[START OF Supplied data]

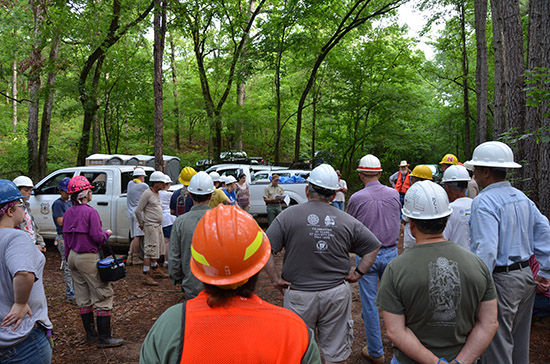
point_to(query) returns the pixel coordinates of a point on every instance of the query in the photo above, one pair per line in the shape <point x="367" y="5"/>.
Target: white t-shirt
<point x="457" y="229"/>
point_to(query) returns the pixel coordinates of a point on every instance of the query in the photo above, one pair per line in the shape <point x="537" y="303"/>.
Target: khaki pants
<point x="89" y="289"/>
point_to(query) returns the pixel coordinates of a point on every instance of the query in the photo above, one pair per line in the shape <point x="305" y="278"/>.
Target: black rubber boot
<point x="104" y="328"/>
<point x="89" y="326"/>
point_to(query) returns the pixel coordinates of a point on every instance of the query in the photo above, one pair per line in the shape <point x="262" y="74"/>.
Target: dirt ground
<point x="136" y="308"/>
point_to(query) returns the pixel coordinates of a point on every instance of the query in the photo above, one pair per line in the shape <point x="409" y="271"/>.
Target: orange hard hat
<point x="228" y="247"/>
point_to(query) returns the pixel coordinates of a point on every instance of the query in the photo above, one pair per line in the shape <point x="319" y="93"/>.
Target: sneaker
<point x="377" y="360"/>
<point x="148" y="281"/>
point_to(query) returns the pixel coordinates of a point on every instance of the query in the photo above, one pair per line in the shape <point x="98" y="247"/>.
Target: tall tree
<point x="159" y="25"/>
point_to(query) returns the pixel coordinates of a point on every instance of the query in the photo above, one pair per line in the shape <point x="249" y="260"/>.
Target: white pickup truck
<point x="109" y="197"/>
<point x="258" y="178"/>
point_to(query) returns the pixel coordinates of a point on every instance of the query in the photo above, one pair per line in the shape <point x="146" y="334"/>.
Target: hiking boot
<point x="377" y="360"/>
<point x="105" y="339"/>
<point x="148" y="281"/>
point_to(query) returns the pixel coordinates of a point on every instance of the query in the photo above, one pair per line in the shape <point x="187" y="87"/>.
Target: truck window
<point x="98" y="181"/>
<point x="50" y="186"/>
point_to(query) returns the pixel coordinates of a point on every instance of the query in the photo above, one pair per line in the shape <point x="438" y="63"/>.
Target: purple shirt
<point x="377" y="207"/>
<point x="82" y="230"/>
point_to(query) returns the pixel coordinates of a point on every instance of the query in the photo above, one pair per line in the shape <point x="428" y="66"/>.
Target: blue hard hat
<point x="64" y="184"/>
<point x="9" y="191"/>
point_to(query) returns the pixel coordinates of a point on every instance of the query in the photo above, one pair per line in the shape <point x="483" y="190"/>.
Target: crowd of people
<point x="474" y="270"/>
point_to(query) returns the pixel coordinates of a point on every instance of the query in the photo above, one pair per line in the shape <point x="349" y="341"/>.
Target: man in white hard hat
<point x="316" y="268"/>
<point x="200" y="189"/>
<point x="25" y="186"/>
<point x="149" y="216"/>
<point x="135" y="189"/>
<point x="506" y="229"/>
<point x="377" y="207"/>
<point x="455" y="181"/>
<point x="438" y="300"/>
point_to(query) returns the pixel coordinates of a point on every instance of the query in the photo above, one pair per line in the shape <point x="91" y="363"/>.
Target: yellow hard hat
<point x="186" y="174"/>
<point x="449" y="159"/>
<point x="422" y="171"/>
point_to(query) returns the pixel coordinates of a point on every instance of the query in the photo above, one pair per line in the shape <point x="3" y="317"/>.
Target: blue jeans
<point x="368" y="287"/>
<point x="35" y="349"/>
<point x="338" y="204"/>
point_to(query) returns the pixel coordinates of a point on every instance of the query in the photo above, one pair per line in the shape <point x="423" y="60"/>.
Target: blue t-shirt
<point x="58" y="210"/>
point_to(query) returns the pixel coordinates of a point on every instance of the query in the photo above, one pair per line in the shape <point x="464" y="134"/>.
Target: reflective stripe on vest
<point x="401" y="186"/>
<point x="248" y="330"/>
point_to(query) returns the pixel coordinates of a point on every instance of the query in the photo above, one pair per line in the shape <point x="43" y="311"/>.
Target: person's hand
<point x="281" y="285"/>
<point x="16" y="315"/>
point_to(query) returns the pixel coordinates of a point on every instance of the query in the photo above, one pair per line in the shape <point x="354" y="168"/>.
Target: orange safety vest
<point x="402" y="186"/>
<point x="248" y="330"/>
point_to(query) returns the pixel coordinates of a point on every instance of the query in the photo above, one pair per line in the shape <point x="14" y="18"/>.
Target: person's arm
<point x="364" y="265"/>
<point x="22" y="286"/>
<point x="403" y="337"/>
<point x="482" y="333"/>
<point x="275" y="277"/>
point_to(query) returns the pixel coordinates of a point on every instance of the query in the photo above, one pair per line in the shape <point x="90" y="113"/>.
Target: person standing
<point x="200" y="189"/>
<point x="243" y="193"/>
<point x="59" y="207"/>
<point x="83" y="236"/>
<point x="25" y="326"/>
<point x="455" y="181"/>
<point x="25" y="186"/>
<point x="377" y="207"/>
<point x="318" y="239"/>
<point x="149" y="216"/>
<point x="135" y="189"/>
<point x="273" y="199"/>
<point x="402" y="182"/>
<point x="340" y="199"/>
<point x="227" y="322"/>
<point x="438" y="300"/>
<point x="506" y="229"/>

[END OF Supplied data]

▶ _Exercise_
Find every line in the rows above that contains the string "orange" and copy each one. Case matters.

▶ _Response to the task_
Target: orange hard hat
Target: orange safety vest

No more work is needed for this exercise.